--- EXTRACTED DATA ---
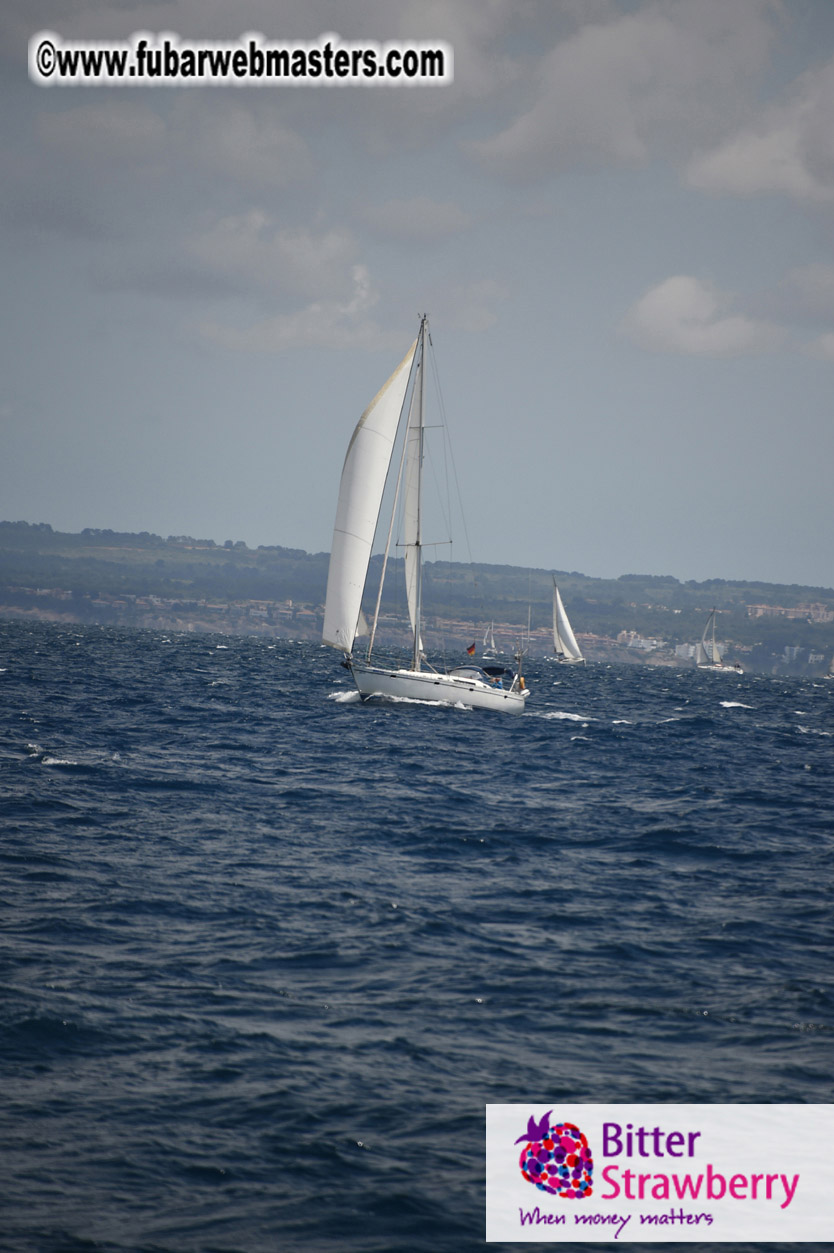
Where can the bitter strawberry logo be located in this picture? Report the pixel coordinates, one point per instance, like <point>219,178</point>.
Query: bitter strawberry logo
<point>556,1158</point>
---
--- EXTRACTED DATA ---
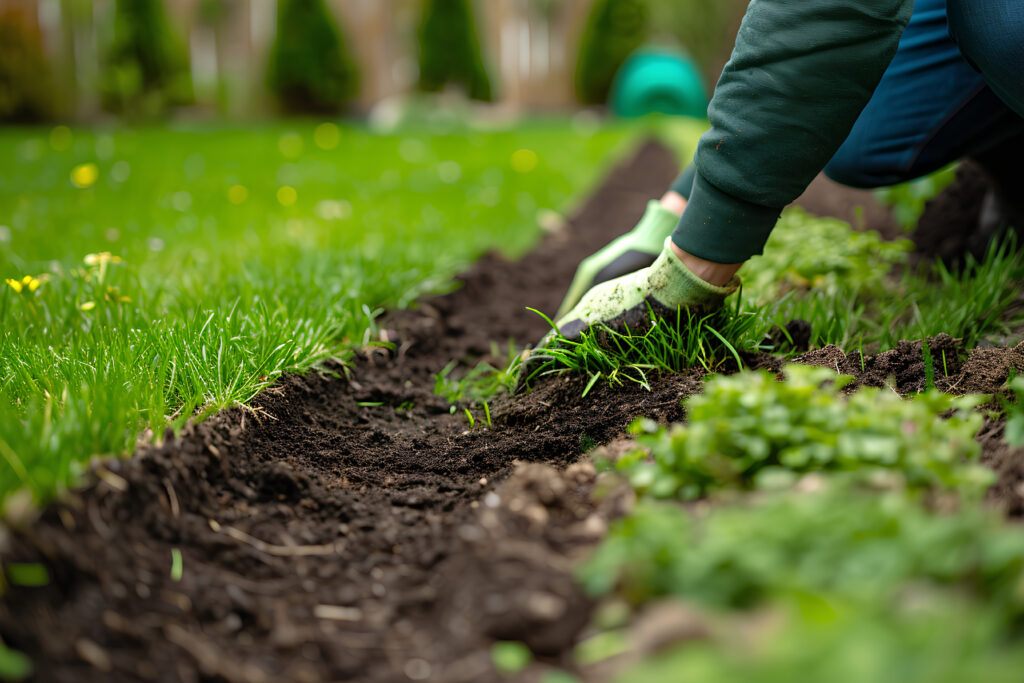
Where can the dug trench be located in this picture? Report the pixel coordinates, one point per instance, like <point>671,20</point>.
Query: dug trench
---
--- EXTRACTED DATA ---
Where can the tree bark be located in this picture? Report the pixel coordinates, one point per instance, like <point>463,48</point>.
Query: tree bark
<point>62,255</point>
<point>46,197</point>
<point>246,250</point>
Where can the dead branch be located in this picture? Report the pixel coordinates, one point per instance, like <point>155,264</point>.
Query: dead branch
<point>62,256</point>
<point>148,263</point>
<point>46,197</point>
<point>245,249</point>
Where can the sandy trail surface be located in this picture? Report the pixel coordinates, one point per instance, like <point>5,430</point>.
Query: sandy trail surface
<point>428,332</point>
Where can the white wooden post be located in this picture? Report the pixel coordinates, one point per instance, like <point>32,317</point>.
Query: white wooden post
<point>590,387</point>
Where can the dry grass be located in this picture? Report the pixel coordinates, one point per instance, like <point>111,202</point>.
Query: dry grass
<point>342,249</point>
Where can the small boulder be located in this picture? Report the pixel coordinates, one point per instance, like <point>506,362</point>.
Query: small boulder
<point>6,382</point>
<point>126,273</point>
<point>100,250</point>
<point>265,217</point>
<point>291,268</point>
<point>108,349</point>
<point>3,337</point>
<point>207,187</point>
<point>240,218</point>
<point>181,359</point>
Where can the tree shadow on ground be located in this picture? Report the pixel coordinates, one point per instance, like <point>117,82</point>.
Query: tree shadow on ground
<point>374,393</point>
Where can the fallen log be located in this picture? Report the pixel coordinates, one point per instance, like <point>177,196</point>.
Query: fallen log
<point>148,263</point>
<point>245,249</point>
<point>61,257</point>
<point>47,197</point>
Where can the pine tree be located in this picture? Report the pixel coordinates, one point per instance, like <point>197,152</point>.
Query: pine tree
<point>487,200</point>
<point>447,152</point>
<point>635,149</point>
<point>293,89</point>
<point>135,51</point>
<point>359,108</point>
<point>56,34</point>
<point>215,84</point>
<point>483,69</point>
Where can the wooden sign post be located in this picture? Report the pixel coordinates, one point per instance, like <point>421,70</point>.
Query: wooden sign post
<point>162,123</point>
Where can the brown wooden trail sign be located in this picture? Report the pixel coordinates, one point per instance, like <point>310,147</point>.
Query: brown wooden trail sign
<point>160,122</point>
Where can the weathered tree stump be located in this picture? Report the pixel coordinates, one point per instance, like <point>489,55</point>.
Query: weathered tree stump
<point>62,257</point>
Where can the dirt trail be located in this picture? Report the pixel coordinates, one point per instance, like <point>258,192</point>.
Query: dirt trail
---
EXERCISE REQUIREMENTS: Copy out, word for word, the stretch of entries above from the line containing "Where can the sandy" through the line containing "<point>590,387</point>", including both of those lines.

EXERCISE OUTPUT:
Where can the sandy trail surface be located in this picture? Report the pixel coordinates, one point per instance, like <point>5,430</point>.
Query: sandy trail surface
<point>428,332</point>
Where can the white wooden post be located in this picture? Report the pixel coordinates, one point per instance, like <point>32,317</point>.
Query: white wooden post
<point>590,387</point>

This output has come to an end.